## Prompt A
Please edit the stretch of the records from their first line through the line containing "Give the mask", replacing "swimmer" with "diver" and leaving everything else unchanged. Return only those lines.

-- Begin Supplied passage --

India VIX, a volatility index based on the Nifty Index Option prices, which indicates the expected market volatility over next 30 calendar days, on Monday dropped 10.32% to close at an all-time low of 13.04%.

Experts believe that investors do not foresee any shock, which has led to lower implied volatility (IV).

“With Europe addressing its key issues for now, the Indian government starting its reforms drive and the US Fed giving comforting statements, there is hardly any shock expected in the markets. Also, after a sharp surge in largecaps post reforms announcement, markets are taking a breather, trading in a narrow range,” said Sandeep Singhal, co-head, institutional equities at Emkay Global Financial Services. 

India VIX has been in a steady decline, falling nearly 30% over the last one month since the government initiated the reforms drive.


Siddarth Bhamre, head of derivatives at Angel Broking, said investors have been writing options in the 5600-5800 range aggressively before the current expiry, which has led to IVs falling sharply over the last few sessions.

Karun Mutha, senior VP & head, equity & derivatives advisory at HSBC Invest Securities, said the drastic fall in volatility implies that markets are probably not expecting much from the expiry.

“Currently, there is no large participation and the November premiums have also fallen sharply as people are waiting quarterly results season and certain key events lined up in the month end to get over,” said Mutha.

Experts believe that VIX data as such does not have relevance to past historical data and it is difficult to draw conclusions based on this.

“However, market direction is normally inversely related to VIX movement and so if we see any reversal in VIX, markets may see some action. Till the time Nifty remains above 5600, market direction seems to be positive and we may see markets moving up further if 5730 is broken,” said Mutha.

-- End Supplied passage --
-- Begin Dataset rows --

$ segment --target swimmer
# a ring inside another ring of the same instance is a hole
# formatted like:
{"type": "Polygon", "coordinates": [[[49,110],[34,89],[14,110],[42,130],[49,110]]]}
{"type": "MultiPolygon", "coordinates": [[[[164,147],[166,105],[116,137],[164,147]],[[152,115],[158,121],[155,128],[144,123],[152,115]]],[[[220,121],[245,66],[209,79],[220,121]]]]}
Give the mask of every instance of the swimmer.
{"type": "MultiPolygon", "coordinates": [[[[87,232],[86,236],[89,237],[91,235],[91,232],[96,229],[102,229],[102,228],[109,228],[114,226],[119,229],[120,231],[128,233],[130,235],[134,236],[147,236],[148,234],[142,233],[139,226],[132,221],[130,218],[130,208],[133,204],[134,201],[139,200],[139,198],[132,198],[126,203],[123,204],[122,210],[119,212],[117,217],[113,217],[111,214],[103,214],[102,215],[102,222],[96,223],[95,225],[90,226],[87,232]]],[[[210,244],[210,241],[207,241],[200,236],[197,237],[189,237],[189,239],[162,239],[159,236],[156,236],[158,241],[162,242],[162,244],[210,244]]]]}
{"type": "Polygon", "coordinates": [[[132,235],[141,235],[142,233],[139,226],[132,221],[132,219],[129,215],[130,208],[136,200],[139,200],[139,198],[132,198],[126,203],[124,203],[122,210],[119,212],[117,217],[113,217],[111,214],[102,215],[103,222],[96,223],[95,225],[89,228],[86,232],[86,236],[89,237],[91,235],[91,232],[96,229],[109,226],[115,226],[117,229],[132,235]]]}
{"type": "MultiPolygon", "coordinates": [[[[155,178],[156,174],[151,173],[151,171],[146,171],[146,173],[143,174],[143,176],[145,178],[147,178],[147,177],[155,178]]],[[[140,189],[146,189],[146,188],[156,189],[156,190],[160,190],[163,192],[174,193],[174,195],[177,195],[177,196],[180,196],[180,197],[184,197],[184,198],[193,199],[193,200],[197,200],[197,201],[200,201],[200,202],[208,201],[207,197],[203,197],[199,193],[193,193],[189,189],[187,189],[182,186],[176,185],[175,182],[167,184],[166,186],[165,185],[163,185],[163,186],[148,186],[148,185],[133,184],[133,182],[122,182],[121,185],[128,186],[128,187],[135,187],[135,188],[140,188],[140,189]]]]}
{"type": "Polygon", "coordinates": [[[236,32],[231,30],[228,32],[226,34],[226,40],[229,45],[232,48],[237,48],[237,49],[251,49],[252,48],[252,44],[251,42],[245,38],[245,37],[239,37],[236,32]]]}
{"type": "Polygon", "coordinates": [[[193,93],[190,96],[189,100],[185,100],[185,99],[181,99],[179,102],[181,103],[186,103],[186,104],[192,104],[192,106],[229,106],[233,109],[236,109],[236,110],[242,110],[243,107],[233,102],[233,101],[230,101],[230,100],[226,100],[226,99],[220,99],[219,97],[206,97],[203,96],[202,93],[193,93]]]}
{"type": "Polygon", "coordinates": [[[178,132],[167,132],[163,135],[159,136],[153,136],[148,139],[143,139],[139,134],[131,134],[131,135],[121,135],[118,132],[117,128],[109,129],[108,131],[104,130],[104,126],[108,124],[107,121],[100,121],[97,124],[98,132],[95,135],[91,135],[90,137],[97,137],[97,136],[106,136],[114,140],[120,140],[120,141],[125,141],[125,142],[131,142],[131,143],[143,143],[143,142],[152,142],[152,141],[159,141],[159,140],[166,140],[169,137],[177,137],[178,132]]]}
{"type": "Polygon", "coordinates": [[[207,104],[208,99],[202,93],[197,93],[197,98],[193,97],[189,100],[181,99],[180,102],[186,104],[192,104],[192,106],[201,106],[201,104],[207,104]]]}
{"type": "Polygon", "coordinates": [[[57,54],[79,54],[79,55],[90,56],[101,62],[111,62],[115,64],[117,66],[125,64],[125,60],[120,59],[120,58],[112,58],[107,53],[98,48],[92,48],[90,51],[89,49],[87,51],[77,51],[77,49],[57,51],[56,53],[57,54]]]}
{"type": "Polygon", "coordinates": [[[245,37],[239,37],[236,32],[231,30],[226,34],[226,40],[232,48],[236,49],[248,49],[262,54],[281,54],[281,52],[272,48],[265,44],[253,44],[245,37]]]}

-- End Dataset rows --

## Prompt B
Repeat the passage on the India VIX record low word for word.

## Response A
$ segment --target diver
# a ring inside another ring of the same instance is a hole
# formatted like:
{"type": "Polygon", "coordinates": [[[49,110],[34,89],[14,110],[42,130],[49,110]]]}
{"type": "MultiPolygon", "coordinates": [[[[164,147],[166,105],[116,137],[164,147]],[[152,115],[158,121],[155,128],[144,123],[152,115]]],[[[220,121],[245,66],[209,79],[220,121]]]]}
Give the mask of every instance of the diver.

## Response B
India VIX, a volatility index based on the Nifty Index Option prices, which indicates the expected market volatility over next 30 calendar days, on Monday dropped 10.32% to close at an all-time low of 13.04%.

Experts believe that investors do not foresee any shock, which has led to lower implied volatility (IV).

“With Europe addressing its key issues for now, the Indian government starting its reforms drive and the US Fed giving comforting statements, there is hardly any shock expected in the markets. Also, after a sharp surge in largecaps post reforms announcement, markets are taking a breather, trading in a narrow range,” said Sandeep Singhal, co-head, institutional equities at Emkay Global Financial Services. 

India VIX has been in a steady decline, falling nearly 30% over the last one month since the government initiated the reforms drive.


Siddarth Bhamre, head of derivatives at Angel Broking, said investors have been writing options in the 5600-5800 range aggressively before the current expiry, which has led to IVs falling sharply over the last few sessions.

Karun Mutha, senior VP & head, equity & derivatives advisory at HSBC Invest Securities, said the drastic fall in volatility implies that markets are probably not expecting much from the expiry.

“Currently, there is no large participation and the November premiums have also fallen sharply as people are waiting quarterly results season and certain key events lined up in the month end to get over,” said Mutha.

Experts believe that VIX data as such does not have relevance to past historical data and it is difficult to draw conclusions based on this.

“However, market direction is normally inversely related to VIX movement and so if we see any reversal in VIX, markets may see some action. Till the time Nifty remains above 5600, market direction seems to be positive and we may see markets moving up further if 5730 is broken,” said Mutha.